**WORK INSTRUCTION:** Among the entries that follow, find the lines containing the string "segment" and copy them.
(Beginning of DATA TO USE)
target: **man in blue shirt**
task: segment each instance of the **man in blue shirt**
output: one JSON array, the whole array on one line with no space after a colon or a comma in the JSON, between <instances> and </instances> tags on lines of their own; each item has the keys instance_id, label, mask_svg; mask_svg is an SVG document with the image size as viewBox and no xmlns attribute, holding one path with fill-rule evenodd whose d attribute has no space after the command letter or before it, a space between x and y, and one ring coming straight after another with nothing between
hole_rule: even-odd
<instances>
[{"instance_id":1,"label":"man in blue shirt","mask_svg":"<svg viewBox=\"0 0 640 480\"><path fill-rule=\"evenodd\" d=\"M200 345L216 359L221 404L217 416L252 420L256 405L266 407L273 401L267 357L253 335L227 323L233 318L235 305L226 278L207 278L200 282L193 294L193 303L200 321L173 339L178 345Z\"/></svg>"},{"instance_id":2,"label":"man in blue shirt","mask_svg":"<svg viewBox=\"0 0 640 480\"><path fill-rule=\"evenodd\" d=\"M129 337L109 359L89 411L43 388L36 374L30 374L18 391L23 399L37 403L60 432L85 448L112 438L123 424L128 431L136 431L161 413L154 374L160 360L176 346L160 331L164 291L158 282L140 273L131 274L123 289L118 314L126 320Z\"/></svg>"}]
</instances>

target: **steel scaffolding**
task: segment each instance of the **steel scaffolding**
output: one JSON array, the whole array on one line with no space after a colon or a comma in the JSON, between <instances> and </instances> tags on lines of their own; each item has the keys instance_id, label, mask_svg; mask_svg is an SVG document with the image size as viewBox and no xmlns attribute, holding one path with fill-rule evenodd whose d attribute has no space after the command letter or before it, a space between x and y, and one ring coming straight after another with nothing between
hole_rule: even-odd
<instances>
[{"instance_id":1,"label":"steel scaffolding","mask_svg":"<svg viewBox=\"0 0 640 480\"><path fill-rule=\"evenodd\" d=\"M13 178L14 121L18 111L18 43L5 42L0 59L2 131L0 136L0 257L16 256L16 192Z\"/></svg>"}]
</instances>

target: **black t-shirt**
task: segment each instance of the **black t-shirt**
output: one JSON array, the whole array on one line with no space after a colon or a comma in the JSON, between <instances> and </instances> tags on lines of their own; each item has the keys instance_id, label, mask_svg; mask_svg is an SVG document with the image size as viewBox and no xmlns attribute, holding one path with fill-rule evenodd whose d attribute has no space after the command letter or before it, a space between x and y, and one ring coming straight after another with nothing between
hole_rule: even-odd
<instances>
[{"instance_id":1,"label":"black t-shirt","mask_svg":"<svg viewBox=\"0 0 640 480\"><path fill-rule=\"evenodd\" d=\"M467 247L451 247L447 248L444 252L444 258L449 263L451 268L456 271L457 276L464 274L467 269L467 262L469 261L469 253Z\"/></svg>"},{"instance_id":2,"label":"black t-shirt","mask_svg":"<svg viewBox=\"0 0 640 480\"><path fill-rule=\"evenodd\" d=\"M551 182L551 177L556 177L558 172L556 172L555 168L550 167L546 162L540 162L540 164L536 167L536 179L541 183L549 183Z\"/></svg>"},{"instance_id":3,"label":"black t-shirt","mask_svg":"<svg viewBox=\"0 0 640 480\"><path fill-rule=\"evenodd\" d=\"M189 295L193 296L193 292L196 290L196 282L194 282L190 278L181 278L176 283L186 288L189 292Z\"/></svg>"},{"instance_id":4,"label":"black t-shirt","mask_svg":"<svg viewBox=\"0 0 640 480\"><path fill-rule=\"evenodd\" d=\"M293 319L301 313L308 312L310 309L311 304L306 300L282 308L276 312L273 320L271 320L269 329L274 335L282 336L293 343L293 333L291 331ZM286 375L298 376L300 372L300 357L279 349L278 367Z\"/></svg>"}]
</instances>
(End of DATA TO USE)
**TASK RESULT:**
task: segment each instance of the **man in blue shirt**
task: segment each instance of the **steel scaffolding**
task: segment each instance of the **black t-shirt**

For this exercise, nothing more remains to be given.